Could you output each line below exactly as it appears, excluding any pictures?

─── Records provided ───

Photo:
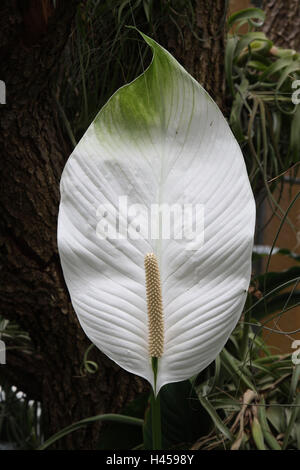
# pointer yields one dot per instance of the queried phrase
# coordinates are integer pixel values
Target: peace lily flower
(161, 140)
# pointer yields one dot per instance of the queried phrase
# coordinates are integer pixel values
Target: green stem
(246, 329)
(155, 411)
(156, 422)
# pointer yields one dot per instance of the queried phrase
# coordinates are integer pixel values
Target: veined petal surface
(159, 142)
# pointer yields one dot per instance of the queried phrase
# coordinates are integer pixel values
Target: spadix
(159, 142)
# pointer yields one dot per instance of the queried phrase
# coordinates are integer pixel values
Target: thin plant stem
(156, 422)
(155, 411)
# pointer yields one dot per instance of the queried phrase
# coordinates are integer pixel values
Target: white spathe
(159, 140)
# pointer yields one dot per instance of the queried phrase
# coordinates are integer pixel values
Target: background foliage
(249, 397)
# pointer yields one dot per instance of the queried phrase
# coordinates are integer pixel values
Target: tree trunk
(33, 153)
(283, 22)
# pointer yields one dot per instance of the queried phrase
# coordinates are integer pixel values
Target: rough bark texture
(33, 153)
(283, 22)
(200, 45)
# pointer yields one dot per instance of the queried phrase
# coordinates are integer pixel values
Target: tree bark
(283, 22)
(33, 152)
(200, 45)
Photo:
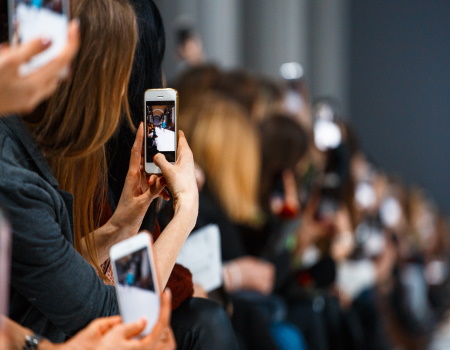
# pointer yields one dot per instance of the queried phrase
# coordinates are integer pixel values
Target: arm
(181, 181)
(24, 93)
(137, 195)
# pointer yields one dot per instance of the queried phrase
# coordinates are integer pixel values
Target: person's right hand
(257, 275)
(160, 338)
(180, 177)
(23, 93)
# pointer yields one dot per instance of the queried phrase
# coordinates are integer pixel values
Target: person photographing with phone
(59, 151)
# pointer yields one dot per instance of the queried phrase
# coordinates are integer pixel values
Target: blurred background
(386, 63)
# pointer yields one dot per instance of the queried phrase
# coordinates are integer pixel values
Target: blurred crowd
(320, 248)
(316, 238)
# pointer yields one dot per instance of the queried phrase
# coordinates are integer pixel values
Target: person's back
(54, 290)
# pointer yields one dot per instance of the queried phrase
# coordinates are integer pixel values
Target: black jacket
(54, 291)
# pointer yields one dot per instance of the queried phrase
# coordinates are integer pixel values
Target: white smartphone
(135, 278)
(32, 19)
(160, 124)
(5, 260)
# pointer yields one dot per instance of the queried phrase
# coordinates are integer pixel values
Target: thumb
(32, 48)
(162, 163)
(132, 329)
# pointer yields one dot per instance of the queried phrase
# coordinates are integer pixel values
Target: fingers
(135, 158)
(162, 163)
(59, 67)
(129, 330)
(103, 324)
(73, 41)
(164, 317)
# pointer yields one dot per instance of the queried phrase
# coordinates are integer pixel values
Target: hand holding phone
(160, 124)
(136, 283)
(36, 19)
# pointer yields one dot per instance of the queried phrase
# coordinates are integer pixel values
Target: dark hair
(194, 82)
(146, 74)
(284, 143)
(183, 34)
(3, 21)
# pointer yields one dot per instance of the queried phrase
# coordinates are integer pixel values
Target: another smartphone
(32, 19)
(136, 282)
(160, 125)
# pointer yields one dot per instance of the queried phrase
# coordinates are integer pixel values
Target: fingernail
(46, 42)
(76, 21)
(64, 73)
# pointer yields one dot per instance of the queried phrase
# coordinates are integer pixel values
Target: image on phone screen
(160, 129)
(137, 293)
(32, 19)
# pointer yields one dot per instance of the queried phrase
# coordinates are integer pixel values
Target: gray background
(386, 61)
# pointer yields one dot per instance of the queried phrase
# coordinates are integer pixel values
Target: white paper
(353, 277)
(36, 23)
(201, 254)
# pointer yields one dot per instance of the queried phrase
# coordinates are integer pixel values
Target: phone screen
(137, 293)
(31, 19)
(160, 129)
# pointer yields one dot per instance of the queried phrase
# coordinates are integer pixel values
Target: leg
(202, 324)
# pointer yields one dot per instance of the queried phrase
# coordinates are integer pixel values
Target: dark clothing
(54, 291)
(211, 330)
(230, 238)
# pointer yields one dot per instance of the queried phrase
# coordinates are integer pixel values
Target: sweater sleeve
(46, 270)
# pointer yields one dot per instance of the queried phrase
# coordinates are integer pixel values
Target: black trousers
(202, 324)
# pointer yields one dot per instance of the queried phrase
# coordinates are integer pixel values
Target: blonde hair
(86, 111)
(225, 145)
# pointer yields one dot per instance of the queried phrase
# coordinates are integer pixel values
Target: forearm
(168, 245)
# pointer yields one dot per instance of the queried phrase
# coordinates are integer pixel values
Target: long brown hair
(225, 145)
(85, 111)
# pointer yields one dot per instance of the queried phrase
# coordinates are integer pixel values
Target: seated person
(49, 157)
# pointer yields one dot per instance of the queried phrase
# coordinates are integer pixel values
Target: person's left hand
(138, 192)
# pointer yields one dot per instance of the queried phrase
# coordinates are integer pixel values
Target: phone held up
(39, 19)
(136, 283)
(160, 125)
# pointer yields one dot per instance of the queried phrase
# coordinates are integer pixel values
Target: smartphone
(160, 125)
(5, 260)
(136, 284)
(32, 19)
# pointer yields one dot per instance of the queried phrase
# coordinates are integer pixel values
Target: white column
(330, 50)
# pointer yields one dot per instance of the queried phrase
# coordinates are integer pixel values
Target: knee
(207, 322)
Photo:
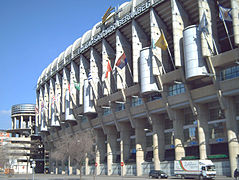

───

Written response:
Photo:
# pointer yields one dot per instance of the queried phrase
# coordinates are integer pixel values
Target: peace lily flower
(161, 140)
# pointer yields one dot per instance of the queried phrase
# coordinates are integer pixel values
Target: green stem
(246, 329)
(155, 411)
(156, 422)
# pointer yields one dot per instance of the queried phrase
# coordinates are integer pixel values
Target: veined petal surface
(159, 142)
# pointer yields one dot per instance of the queried phrase
# coordinates are integer pixel values
Target: spadix
(159, 142)
# pointer yields one dot per instance of the queried phrase
# coordinates are integer pixel values
Target: thin plant stem
(156, 422)
(155, 411)
# pointer yields one dot per instance of the queried phrase
# coordinates are integer pixel values
Target: white spathe
(159, 140)
# pointer yields one dot per instance of the queried phrase
# coordinates are integer pixel values
Target: background foliage
(249, 397)
# pointer yields one dot per instance of the queried phrase
# coordinates are integer pixel values
Target: tree trunk
(33, 153)
(283, 22)
# pointer yields one dot per instance of the queried phrase
# coordinates are integer pixel values
Target: rough bark texture
(33, 153)
(283, 22)
(200, 45)
# pointer yields one dot per instance of the queried phrase
# coordinates are integer pixel values
Target: tree bark
(283, 22)
(33, 152)
(200, 45)
Photo:
# pointer yields one dot per instance of the queried phrase
# coordinates are integer pixel values
Target: arm
(181, 181)
(24, 93)
(137, 195)
# pointer yields one dot per instance of the queried phrase
# coordinates are integer pixel values
Target: person's right hand
(257, 275)
(160, 338)
(180, 177)
(23, 93)
# pointer yields one dot per instance of the queried phrase
# coordinates are integer pixel values
Target: person photographing with phone
(59, 151)
# pointer yields one dot per instance of the queried phrase
# coordinates are integer pixel values
Target: blurred background
(386, 63)
# pointer yields one dot per instance of the queried phrase
# coordinates are integer pixel values
Target: blurred crowd
(320, 248)
(316, 238)
# pointer yields one dot per instance of the queried phrase
# coordinates are integer pixel values
Target: person's back
(54, 290)
# pointer yields one dot per instance of the queried phrase
# coordinates are integer pixel values
Target: black jacket
(54, 291)
# pointer yields one dot per instance of the queried phrase
# coordinates are integer pixel values
Target: white smartphone
(135, 278)
(32, 19)
(160, 124)
(5, 260)
# pointer yields one dot per instance of the queried phrase
# coordinates are integer pixel values
Target: thumb
(32, 48)
(162, 163)
(132, 329)
# pointer yields one dot per instance of the queried phrase
# coordinates are integer pixel values
Target: fingers
(135, 158)
(162, 163)
(59, 67)
(129, 330)
(103, 324)
(73, 41)
(164, 317)
# pointer yields one dot per instance of the queried phrase
# coordinates are integer pixel values
Target: hand holding phone
(160, 124)
(136, 283)
(36, 19)
# pointer yields one dot per instance of the queried phrase
# coordinates are integer pixel values
Target: dark hair
(194, 82)
(146, 74)
(284, 143)
(183, 34)
(3, 21)
# pointer yields one dot per instance of the queried phrase
# coordinates are integer pixel values
Target: another smartphone
(32, 19)
(136, 282)
(160, 125)
# pointer yields one dot per instance of the queried phrase
# coordinates are integer pixel values
Target: fingernail
(46, 42)
(76, 21)
(64, 73)
# pointer yields one dot per instance of the queried phrase
# coordinates are integer pixel values
Target: image on phone screen
(160, 129)
(137, 293)
(32, 19)
# pointer yields one dot per instance of the queried phrase
# coordinates are integer pixel values
Target: gray background
(386, 61)
# pointer yields one dot per instance of the queried phrase
# coordinates are integer pixel values
Target: white paper
(353, 277)
(36, 23)
(201, 254)
# pointer yields one dot per instance of the queried phrase
# coordinates are integer pixel values
Target: phone screen
(137, 293)
(31, 19)
(160, 129)
# pointer yields one dot per instance of the queried phrase
# coordinates are integer pixel values
Target: leg
(202, 324)
# pointer yields one dot per instance of the queried phrase
# coordinates are integer pixel values
Target: dark clothing
(54, 291)
(211, 330)
(230, 238)
# pointer yields one dot per instance of the queried phrase
# coordinates are integer pixel values
Target: sweater sleeve
(46, 270)
# pointer yields one dot per instance of the queried phrase
# coordinates are integer pixel values
Target: black trousers
(202, 324)
# pointer yields one dot per instance of the queried phrase
# coordinates are integer pixel values
Target: blonde hair
(86, 111)
(225, 145)
# pointer yields one dot per instance of the queried phrase
# coordinates are integer pixel values
Target: forearm
(168, 245)
# pointer yields one dot per instance of the queried phrase
# coordinates are integer pixel values
Target: long brown hair
(225, 145)
(85, 111)
# pointer yields one dot per instance of the queried phrase
# coordinates are integer pixel values
Target: seated person
(49, 157)
# pointer yields one dot per instance of the queried phrase
# coordinates are integer pixel values
Target: person's left hand
(138, 192)
# pointer yields one dot per instance of the queried phrase
# coordinates are integer pixel values
Target: phone held up
(39, 19)
(136, 283)
(160, 125)
# pointer yields one dot per instance of the queried phrase
# coordinates are integer pixel values
Target: smartphone
(160, 125)
(5, 260)
(136, 284)
(32, 19)
# pointer yields one dot per instance of the queried phrase
# coordinates are integer pixel values
Target: white column
(330, 50)
# pointer yields one dot per instance of the queried phrase
# coordinates are integer pixel values
Target: knee
(207, 322)
Photo:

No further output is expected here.